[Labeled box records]
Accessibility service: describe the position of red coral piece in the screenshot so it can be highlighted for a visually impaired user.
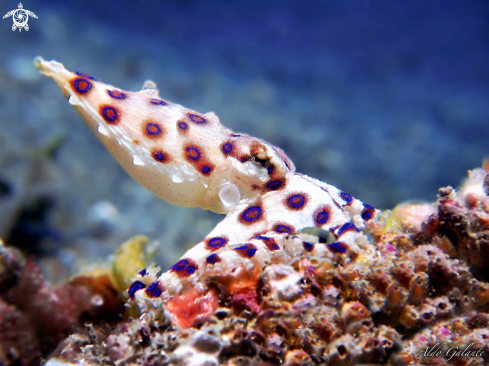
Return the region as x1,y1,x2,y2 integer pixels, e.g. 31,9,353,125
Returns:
231,287,260,314
166,289,218,328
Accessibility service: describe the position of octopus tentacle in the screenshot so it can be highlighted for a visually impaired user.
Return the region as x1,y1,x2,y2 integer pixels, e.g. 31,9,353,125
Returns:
35,57,375,326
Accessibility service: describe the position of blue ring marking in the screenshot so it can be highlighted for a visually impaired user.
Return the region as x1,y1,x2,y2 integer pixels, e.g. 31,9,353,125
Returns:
75,71,95,80
186,147,200,161
208,238,226,248
127,281,146,297
153,152,165,161
246,248,256,258
338,222,356,236
360,211,372,221
242,206,261,222
73,79,92,93
146,123,161,135
267,180,282,191
302,241,314,252
107,90,126,99
341,192,352,203
189,114,207,123
328,242,346,253
222,143,233,154
173,259,188,271
205,253,217,264
316,211,329,224
275,225,290,234
102,107,117,122
288,194,304,208
149,99,168,105
151,288,161,297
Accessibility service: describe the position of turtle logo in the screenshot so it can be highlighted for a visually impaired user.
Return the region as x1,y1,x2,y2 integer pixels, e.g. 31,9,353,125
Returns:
3,3,37,32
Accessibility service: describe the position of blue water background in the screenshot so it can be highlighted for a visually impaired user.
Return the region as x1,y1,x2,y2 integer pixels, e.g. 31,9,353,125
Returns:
0,0,489,278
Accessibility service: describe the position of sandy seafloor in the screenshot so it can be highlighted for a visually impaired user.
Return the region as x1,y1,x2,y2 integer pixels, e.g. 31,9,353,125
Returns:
0,0,489,281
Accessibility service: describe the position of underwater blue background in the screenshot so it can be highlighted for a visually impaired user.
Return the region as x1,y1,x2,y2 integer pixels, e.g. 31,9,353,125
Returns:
0,0,489,278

Work to complete →
Identify every line in the records above that contains the word "background", and copy each one. Case counts.

Worked answer →
Accessibility service: describe the position of blue water background in the screenshot so it can be highlighted for a visually impaired user.
Accessibility service: describe the position of underwater blue background in the screenshot so it can be highlighted for a visually impaired user.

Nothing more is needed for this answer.